Reproduce the following excerpt about U.S. Supreme Court rulings on lethal injection word for word, from its first sentence to its last.
++++ Excerpt
The New York Times report comes against the backdrop of two recent U.S. Supreme Court decisions which have imposed a near countrywide moratorium on executions. The first of these was on September 25 when the court allowed a constitutional challenge to the protocol for administering lethal injections to a convict. This was a reference from Kentucky involving two convicts, Ralph Baze (49) and Thomas Bowling (52), on the death row for more than a decade, both for separate double murders. While Ralph Baze killed a Sheriff and his deputy while they were serving warrants on him in 1992, Thomas Bowling murdered a husband and wife outside their dry-cleaning store in 1990.

The two appealed against the death sentence awarded to them on the grounds that the lethal injection by which they were to be executed was a cruel and unusual punishment prohibited by the Constitution. The appeals were turned down successively by a State Judge in 2005 and the Kentucky Supreme Court the following year after obtaining medical opinion. The latter went to the extent of saying that the Constitution did not envisage a complete absence of pain to the prisoner during execution.

(Incidentally, the changeover from traditional hanging, electrocution or lethal gas was effected first by Texas in 1982, followed by California in 1996, which was responding to a Federal Judges ban on the use of the gas chamber. At present, 28 States use lethal injection, while Nebraska alone resorts to electrocution.)

The Baze-Bowling ruling of September this year was followed by a similar one on October 30 when the U.S. Supreme Court stayed the execution of a Mississippi prisoner, Earl W. Berry, who is on death row for killing a woman 20 years ago. This was a dramatic intervention indeed, just 19 minutes before the execution that had been set for 6 p.m. on that day. It is significant that Berry got a fortuitous reprieve from the same court that had earlier turned down two of his appeals.

In all probability, it was the Supreme Courts ruling in the Kentucky cases that came to Berrys rescue. In the appeal filed on October 29, Berrys lawyers were for the first time disputing the constitutional correctness of the procedure adopted in administering the injection. The Kentucky prisoners and Berry were taking advantage of a finding that the injection was after all not painless. It is known that such an injection uses three chemicals: sodium thiopental to induce unconsciousness, pancuronium bromide to cause muscle paralysis and potassium chloride to stop the heart.
++++++++
++++ Excerpted data
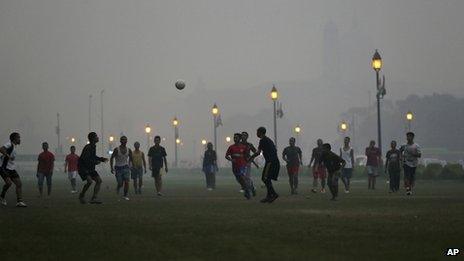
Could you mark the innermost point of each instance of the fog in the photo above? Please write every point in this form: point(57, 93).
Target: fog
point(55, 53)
++++++++
++++ Excerpted data
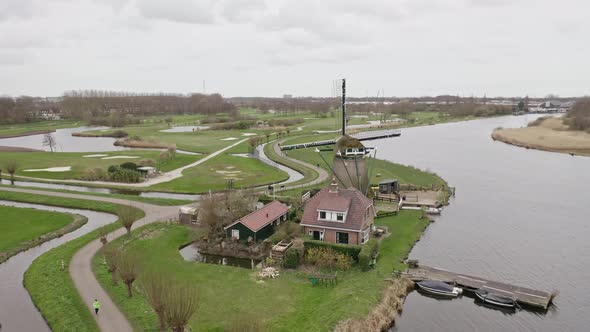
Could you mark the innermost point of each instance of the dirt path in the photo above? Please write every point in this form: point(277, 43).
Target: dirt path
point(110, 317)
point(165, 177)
++++++++
- [Problem solution]:
The New York Times report comes against the backdrop of two recent U.S. Supreme Court decisions which have imposed a near countrywide moratorium on executions. The first of these was on September 25 when the court allowed a constitutional challenge to the protocol for administering lethal injections to a convict. This was a reference from Kentucky involving two convicts, Ralph Baze (49) and Thomas Bowling (52), on the death row for more than a decade, both for separate double murders. While Ralph Baze killed a Sheriff and his deputy while they were serving warrants on him in 1992, Thomas Bowling murdered a husband and wife outside their dry-cleaning store in 1990.

The two appealed against the death sentence awarded to them on the grounds that the lethal injection by which they were to be executed was a cruel and unusual punishment prohibited by the Constitution. The appeals were turned down successively by a State Judge in 2005 and the Kentucky Supreme Court the following year after obtaining medical opinion. The latter went to the extent of saying that the Constitution did not envisage a complete absence of pain to the prisoner during execution.

(Incidentally, the changeover from traditional hanging, electrocution or lethal gas was effected first by Texas in 1982, followed by California in 1996, which was responding to a Federal Judges ban on the use of the gas chamber. At present, 28 States use lethal injection, while Nebraska alone resorts to electrocution.)

The Baze-Bowling ruling of September this year was followed by a similar one on October 30 when the U.S. Supreme Court stayed the execution of a Mississippi prisoner, Earl W. Berry, who is on death row for killing a woman 20 years ago. This was a dramatic intervention indeed, just 19 minutes before the execution that had been set for 6 p.m. on that day. It is significant that Berry got a fortuitous reprieve from the same court that had earlier turned down two of his appeals.

In all probability, it was the Supreme Courts ruling in the Kentucky cases that came to Berrys rescue. In the appeal filed on October 29, Berrys lawyers were for the first time disputing the constitutional correctness of the procedure adopted in administering the injection. The Kentucky prisoners and Berry were taking advantage of a finding that the injection was after all not painless. It is known that such an injection uses three chemicals: sodium thiopental to induce unconsciousness, pancuronium bromide to cause muscle paralysis and potassium chloride to stop the heart.